About this task:
Can you print every record below exactly as written?

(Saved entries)
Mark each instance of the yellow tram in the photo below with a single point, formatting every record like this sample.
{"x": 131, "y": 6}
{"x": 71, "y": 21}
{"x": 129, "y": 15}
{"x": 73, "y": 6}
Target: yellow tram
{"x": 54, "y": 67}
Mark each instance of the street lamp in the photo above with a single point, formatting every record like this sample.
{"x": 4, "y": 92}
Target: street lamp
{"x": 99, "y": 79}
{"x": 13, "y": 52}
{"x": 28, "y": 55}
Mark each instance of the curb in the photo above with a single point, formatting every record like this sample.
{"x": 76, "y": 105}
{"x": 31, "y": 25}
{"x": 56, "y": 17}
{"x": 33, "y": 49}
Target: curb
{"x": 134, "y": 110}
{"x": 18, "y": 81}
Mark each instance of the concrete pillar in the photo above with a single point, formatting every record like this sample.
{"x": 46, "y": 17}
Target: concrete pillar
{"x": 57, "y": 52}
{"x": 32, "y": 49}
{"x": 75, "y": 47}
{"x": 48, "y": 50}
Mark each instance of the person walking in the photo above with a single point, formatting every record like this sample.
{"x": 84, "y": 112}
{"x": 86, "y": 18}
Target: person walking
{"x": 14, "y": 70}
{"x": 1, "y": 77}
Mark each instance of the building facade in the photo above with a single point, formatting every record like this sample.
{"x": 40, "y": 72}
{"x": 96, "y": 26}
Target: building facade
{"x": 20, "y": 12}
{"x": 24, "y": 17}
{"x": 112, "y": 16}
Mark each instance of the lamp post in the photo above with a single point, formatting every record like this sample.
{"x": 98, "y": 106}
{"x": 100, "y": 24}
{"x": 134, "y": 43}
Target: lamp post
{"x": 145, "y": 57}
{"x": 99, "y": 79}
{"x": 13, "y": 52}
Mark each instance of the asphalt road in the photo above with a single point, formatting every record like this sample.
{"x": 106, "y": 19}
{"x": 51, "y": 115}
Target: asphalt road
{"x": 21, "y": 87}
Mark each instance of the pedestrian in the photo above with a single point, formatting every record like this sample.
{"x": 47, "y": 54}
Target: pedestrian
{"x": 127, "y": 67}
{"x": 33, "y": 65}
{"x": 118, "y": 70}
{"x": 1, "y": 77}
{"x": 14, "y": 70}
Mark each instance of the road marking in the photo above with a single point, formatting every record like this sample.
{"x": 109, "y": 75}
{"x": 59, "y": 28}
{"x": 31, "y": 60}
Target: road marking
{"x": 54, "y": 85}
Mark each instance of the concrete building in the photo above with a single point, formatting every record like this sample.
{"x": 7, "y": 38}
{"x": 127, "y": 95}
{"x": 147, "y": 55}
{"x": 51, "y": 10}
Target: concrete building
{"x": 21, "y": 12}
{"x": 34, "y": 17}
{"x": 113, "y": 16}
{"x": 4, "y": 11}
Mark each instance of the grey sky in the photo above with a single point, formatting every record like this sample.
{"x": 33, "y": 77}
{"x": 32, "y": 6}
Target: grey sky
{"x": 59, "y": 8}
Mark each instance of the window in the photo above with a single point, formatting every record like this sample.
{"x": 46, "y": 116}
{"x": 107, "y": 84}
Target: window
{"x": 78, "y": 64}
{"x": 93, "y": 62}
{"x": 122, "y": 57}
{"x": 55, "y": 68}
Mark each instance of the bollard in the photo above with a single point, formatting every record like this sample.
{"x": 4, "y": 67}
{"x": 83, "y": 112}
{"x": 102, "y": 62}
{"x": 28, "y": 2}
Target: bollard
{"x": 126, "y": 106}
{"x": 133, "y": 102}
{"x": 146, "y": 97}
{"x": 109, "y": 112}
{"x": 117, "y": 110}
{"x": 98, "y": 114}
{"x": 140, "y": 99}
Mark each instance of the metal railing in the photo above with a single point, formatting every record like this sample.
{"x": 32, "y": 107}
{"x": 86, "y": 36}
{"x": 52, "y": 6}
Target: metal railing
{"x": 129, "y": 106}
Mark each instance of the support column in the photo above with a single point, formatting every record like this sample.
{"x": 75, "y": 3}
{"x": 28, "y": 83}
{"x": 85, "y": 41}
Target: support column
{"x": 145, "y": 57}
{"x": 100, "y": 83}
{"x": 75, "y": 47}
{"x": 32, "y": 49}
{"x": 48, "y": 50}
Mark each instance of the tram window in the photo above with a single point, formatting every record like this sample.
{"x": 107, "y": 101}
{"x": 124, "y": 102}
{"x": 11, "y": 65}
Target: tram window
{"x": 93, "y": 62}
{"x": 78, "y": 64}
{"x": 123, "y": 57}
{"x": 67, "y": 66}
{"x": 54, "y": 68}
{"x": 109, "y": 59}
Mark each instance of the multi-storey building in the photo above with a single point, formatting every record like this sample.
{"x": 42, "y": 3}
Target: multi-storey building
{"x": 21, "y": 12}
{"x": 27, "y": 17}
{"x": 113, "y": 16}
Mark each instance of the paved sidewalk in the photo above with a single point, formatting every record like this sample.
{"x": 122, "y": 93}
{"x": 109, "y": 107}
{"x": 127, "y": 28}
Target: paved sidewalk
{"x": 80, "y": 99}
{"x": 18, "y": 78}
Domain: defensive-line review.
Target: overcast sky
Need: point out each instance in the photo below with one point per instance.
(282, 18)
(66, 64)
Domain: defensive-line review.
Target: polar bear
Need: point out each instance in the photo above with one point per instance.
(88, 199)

Output of the task:
Mark each instance of the yellow tram in the photo below with a single point, formatting every record like this sample.
{"x": 131, "y": 6}
{"x": 71, "y": 21}
{"x": 129, "y": 15}
{"x": 73, "y": 6}
Target: yellow tram
{"x": 54, "y": 67}
Mark each instance of the street lamp in the photo above with a single point, formatting every record like this sample.
{"x": 4, "y": 92}
Target: street lamp
{"x": 99, "y": 79}
{"x": 13, "y": 52}
{"x": 28, "y": 55}
Mark each instance of the curb in the photo above with a single point, formatting every record like this sample.
{"x": 76, "y": 105}
{"x": 31, "y": 25}
{"x": 56, "y": 17}
{"x": 33, "y": 49}
Target: curb
{"x": 134, "y": 110}
{"x": 18, "y": 81}
Mark each instance of the concrete pillar in the photo above with a single point, formatting every record like this sample.
{"x": 46, "y": 17}
Target: concrete pillar
{"x": 57, "y": 52}
{"x": 32, "y": 49}
{"x": 75, "y": 47}
{"x": 48, "y": 50}
Mark each instance of the person walking in the photo above with a single point, formatting every record like this sample.
{"x": 84, "y": 112}
{"x": 86, "y": 18}
Target: person walking
{"x": 14, "y": 70}
{"x": 1, "y": 77}
Mark each instance of the building facade in the photo above with a single point, formatting every record like this sample.
{"x": 40, "y": 72}
{"x": 96, "y": 26}
Target: building facade
{"x": 20, "y": 12}
{"x": 24, "y": 17}
{"x": 112, "y": 16}
Mark each instance of the lamp post in the photo above with a single point, formatting every record like this sample.
{"x": 98, "y": 106}
{"x": 100, "y": 24}
{"x": 134, "y": 43}
Target: lamp post
{"x": 145, "y": 57}
{"x": 99, "y": 79}
{"x": 13, "y": 52}
Mark each instance of the asphalt road in the photo above with a single point, formatting every record like this sample.
{"x": 106, "y": 19}
{"x": 51, "y": 115}
Target: asphalt road
{"x": 21, "y": 87}
Mark each instance of the pedestrian in the photo above with a single point, formatting every record like this sample.
{"x": 47, "y": 54}
Target: pedestrian
{"x": 127, "y": 67}
{"x": 33, "y": 65}
{"x": 118, "y": 70}
{"x": 1, "y": 77}
{"x": 14, "y": 70}
Mark each instance of the road marking in the photo above with a single point, formatting every record like this sample.
{"x": 109, "y": 75}
{"x": 59, "y": 28}
{"x": 31, "y": 60}
Target: road marking
{"x": 54, "y": 85}
Mark each instance of the concrete building in the photo above with a single point, formatting every record like this sample.
{"x": 7, "y": 38}
{"x": 127, "y": 95}
{"x": 147, "y": 55}
{"x": 51, "y": 10}
Target: concrete building
{"x": 21, "y": 12}
{"x": 34, "y": 17}
{"x": 113, "y": 16}
{"x": 4, "y": 11}
Mark each instance of the grey sky in the photo above with a single point, formatting every record like this sample.
{"x": 33, "y": 77}
{"x": 32, "y": 6}
Target: grey sky
{"x": 59, "y": 8}
Mark each instance of the window in the photo above with a single point, formatting every record like this sample.
{"x": 46, "y": 116}
{"x": 107, "y": 84}
Target: window
{"x": 78, "y": 64}
{"x": 93, "y": 62}
{"x": 122, "y": 57}
{"x": 55, "y": 68}
Mark each instance of the bollard in the photo above with a single point, formatting every record like this sample.
{"x": 4, "y": 67}
{"x": 83, "y": 112}
{"x": 102, "y": 62}
{"x": 28, "y": 2}
Target: bollard
{"x": 126, "y": 106}
{"x": 133, "y": 102}
{"x": 146, "y": 97}
{"x": 109, "y": 112}
{"x": 117, "y": 110}
{"x": 98, "y": 114}
{"x": 140, "y": 99}
Mark each instance of the metal railing in the photo above with a single point, formatting every record like this sample.
{"x": 32, "y": 107}
{"x": 86, "y": 36}
{"x": 52, "y": 6}
Target: metal railing
{"x": 129, "y": 106}
Mark each instance of the support column in the photo above with a single point, formatting every record like this sample.
{"x": 75, "y": 3}
{"x": 28, "y": 83}
{"x": 85, "y": 41}
Target: support column
{"x": 145, "y": 57}
{"x": 100, "y": 83}
{"x": 75, "y": 47}
{"x": 32, "y": 49}
{"x": 48, "y": 50}
Mark each instance of the tram window in the photo above with a single point, formatting every record like this sample.
{"x": 107, "y": 101}
{"x": 124, "y": 102}
{"x": 11, "y": 65}
Target: tram window
{"x": 93, "y": 62}
{"x": 78, "y": 64}
{"x": 123, "y": 57}
{"x": 67, "y": 66}
{"x": 54, "y": 68}
{"x": 109, "y": 59}
Mark each instance of the multi-storey building in the photo above with a single point, formatting every record like this sample.
{"x": 42, "y": 3}
Target: multi-storey building
{"x": 21, "y": 12}
{"x": 27, "y": 17}
{"x": 113, "y": 16}
Mark each instance of the paved sidewalk in the photo above with a single point, formatting every record like this sample.
{"x": 122, "y": 93}
{"x": 109, "y": 107}
{"x": 127, "y": 28}
Target: paved sidewalk
{"x": 80, "y": 99}
{"x": 18, "y": 78}
Domain: defensive-line review.
Target: overcast sky
Need: point out each instance in the photo below with one point per instance.
(282, 18)
(66, 64)
Domain: defensive-line review.
Target: polar bear
Need: point out each instance in the photo above with one point per instance.
(88, 199)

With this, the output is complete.